* _Prompt_
Quote every line of the material beneath this one.

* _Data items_
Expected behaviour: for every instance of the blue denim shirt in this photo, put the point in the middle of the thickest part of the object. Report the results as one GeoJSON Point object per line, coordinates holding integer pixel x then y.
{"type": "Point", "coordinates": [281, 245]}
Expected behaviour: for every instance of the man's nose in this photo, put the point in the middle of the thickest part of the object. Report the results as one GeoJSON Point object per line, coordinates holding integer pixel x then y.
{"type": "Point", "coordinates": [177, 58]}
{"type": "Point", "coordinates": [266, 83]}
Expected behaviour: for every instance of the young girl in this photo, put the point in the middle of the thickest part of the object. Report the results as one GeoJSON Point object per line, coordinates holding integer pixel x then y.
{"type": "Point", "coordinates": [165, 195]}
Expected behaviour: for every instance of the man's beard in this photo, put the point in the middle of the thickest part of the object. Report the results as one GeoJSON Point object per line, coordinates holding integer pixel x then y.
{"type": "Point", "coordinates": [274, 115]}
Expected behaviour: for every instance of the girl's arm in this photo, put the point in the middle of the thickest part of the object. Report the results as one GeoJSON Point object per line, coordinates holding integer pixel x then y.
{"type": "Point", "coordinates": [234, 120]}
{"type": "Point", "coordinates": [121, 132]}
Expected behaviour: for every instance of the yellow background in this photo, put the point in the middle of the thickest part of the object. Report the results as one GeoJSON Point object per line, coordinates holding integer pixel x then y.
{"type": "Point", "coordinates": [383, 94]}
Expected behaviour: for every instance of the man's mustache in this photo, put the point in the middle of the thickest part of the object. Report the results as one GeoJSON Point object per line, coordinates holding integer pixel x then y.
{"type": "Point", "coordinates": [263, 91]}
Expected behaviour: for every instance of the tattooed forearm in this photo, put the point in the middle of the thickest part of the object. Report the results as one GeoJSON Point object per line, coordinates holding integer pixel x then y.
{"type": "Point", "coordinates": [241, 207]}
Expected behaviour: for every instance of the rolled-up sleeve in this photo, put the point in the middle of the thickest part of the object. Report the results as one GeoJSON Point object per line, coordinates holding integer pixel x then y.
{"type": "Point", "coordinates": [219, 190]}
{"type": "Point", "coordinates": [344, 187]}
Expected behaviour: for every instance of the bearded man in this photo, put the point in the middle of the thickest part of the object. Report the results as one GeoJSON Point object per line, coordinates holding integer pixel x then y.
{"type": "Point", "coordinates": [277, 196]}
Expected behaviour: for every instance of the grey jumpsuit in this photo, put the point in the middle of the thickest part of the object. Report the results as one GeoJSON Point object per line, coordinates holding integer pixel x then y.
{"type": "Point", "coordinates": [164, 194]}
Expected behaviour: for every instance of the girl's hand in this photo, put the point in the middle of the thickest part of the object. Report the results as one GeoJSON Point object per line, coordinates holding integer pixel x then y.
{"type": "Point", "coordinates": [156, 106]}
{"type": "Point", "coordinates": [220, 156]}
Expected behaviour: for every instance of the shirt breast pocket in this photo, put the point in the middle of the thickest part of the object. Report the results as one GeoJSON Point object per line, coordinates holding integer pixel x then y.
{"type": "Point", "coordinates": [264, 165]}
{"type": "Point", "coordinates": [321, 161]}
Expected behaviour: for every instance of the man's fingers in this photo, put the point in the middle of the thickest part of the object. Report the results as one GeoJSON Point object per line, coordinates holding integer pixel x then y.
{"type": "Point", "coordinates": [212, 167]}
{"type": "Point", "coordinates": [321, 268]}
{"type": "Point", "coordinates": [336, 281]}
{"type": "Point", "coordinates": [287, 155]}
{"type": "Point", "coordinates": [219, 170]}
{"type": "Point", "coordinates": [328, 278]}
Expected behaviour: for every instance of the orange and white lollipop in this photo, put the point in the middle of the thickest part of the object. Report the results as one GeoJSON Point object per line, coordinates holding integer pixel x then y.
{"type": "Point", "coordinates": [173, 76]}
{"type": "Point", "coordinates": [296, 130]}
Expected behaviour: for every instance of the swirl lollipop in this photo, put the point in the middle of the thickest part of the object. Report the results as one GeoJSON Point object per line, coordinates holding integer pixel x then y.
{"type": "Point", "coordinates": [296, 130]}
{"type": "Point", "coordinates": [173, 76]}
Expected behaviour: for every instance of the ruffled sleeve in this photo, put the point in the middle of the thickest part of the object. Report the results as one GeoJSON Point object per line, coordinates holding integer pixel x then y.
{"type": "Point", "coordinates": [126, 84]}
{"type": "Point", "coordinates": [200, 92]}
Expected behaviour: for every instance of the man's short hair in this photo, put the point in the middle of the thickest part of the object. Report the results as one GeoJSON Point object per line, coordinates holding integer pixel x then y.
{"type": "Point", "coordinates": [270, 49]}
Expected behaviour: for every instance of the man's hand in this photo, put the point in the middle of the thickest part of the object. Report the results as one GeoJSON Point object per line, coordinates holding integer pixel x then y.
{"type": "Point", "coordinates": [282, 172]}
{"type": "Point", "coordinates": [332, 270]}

* _Task answer_
Expected behaviour: for every instance of the blue denim shirt in this photo, put the point in the middle of the thickest part of the object. Report the results as one GeoJSON Point object per line, coordinates holding integer pixel x then y.
{"type": "Point", "coordinates": [281, 245]}
Expected behaviour: for every instance of the man's nose in this photo, put the point in the middle of the thickest part of the object. Report the results as one GeoJSON Point object per line, coordinates holding integer pixel x then y.
{"type": "Point", "coordinates": [177, 58]}
{"type": "Point", "coordinates": [266, 83]}
Expected behaviour: for every instance of the young girl in this photo, put the point in the middle of the thickest part of the object. Report the results as one GeoJSON Point object per line, coordinates holding integer pixel x then y.
{"type": "Point", "coordinates": [165, 195]}
Expected behaviour: for every instance of the man's beard in this photo, put the point in the middle of the thickest part of the object. Report the results as one GeoJSON Point object per line, coordinates holding integer pixel x then y.
{"type": "Point", "coordinates": [274, 115]}
Expected behaviour: for every instance of the girl's arm in this photo, put the point in the middle of the thickest part of the object. Report the results as one GeoJSON Point object per line, coordinates holding integer pixel x then y.
{"type": "Point", "coordinates": [234, 120]}
{"type": "Point", "coordinates": [121, 132]}
Expected behaviour: for every instance of the yellow background in this photo, put the point in the middle of the thickest part of the object. Report the results as one GeoJSON Point object per line, coordinates holding integer pixel x then y.
{"type": "Point", "coordinates": [383, 94]}
Expected behaviour: for every instance of the man's mustache in this photo, put the point in the middle of the thickest part of the object. Report the results as one GeoJSON Point object per line, coordinates holding integer pixel x then y.
{"type": "Point", "coordinates": [263, 91]}
Expected behaviour: for every instance of the tattooed forearm in this photo, put the point in the middle of the thickest part of the object. Report the results as one GeoJSON Point object per line, coordinates holding integer pixel x then y.
{"type": "Point", "coordinates": [241, 207]}
Expected behaviour: for every instance of the rolled-up sleeve in this photo, put the point in the middle of the thickest part of the object. Report the results as one GeoJSON Point object per line, coordinates holding integer pixel x then y.
{"type": "Point", "coordinates": [219, 190]}
{"type": "Point", "coordinates": [344, 187]}
Expected behaviour: for every instance of the bearded man in this photo, put the point in the middle of the thickest part of the object. Report the results as one GeoJSON Point object per line, coordinates holding integer pixel x then y.
{"type": "Point", "coordinates": [277, 196]}
Expected behaviour: for every instance of the grey jumpsuit in this photo, put the point in the middle of the thickest part of the object. Report the results as one GeoJSON Point object per line, coordinates holding integer pixel x then y.
{"type": "Point", "coordinates": [164, 194]}
Expected behaviour: for every instance of the girl's hand in this photo, put the point in the middle of the thickest part of the object. Report the results as one GeoJSON Point object per line, coordinates holding integer pixel x then y.
{"type": "Point", "coordinates": [156, 106]}
{"type": "Point", "coordinates": [220, 156]}
Expected behaviour: for every instance of the shirt breast pocket in this photo, put the point in the middle of the thickest part of the object. Report the results as one GeoJSON Point object per line, coordinates holding integer pixel x then y.
{"type": "Point", "coordinates": [264, 165]}
{"type": "Point", "coordinates": [321, 161]}
Expected behaviour: for every instance of the man's fingers in this photo, put the point in the middle of the thickest part of the object. Report the results as one GeoJSON Point object per line, coordinates holding integer pixel x then y.
{"type": "Point", "coordinates": [212, 167]}
{"type": "Point", "coordinates": [321, 268]}
{"type": "Point", "coordinates": [336, 281]}
{"type": "Point", "coordinates": [287, 155]}
{"type": "Point", "coordinates": [219, 170]}
{"type": "Point", "coordinates": [328, 278]}
Expected behaviour: for every instance of the orange and white lollipop in this photo, put the point in the middle of the thickest part of the object. Report the results as one GeoJSON Point object per line, coordinates holding integer pixel x then y.
{"type": "Point", "coordinates": [173, 76]}
{"type": "Point", "coordinates": [296, 130]}
Expected behaviour: for every instance of the swirl lollipop in this photo, put the point in the middle of the thickest part of the object. Report the results as one GeoJSON Point object per line, coordinates holding integer pixel x then y.
{"type": "Point", "coordinates": [296, 130]}
{"type": "Point", "coordinates": [173, 76]}
Expected behaviour: for every instance of the ruffled sleeve in this photo, put the point in the middle of the thickest part of the object. Report the results as one GeoJSON Point object per line, coordinates holding integer pixel x then y.
{"type": "Point", "coordinates": [126, 84]}
{"type": "Point", "coordinates": [200, 92]}
Expected behaviour: for every instance of the man's short hair in this photo, put the point in the middle of the thickest part of the object. Report the results as one GeoJSON Point object per line, coordinates holding integer pixel x then y.
{"type": "Point", "coordinates": [270, 49]}
Expected behaviour: for every instance of the man's hand in this photo, put the point in the middle of the thickest part of the object. Report the results as one GeoJSON Point object per line, coordinates holding integer pixel x then y.
{"type": "Point", "coordinates": [282, 172]}
{"type": "Point", "coordinates": [332, 270]}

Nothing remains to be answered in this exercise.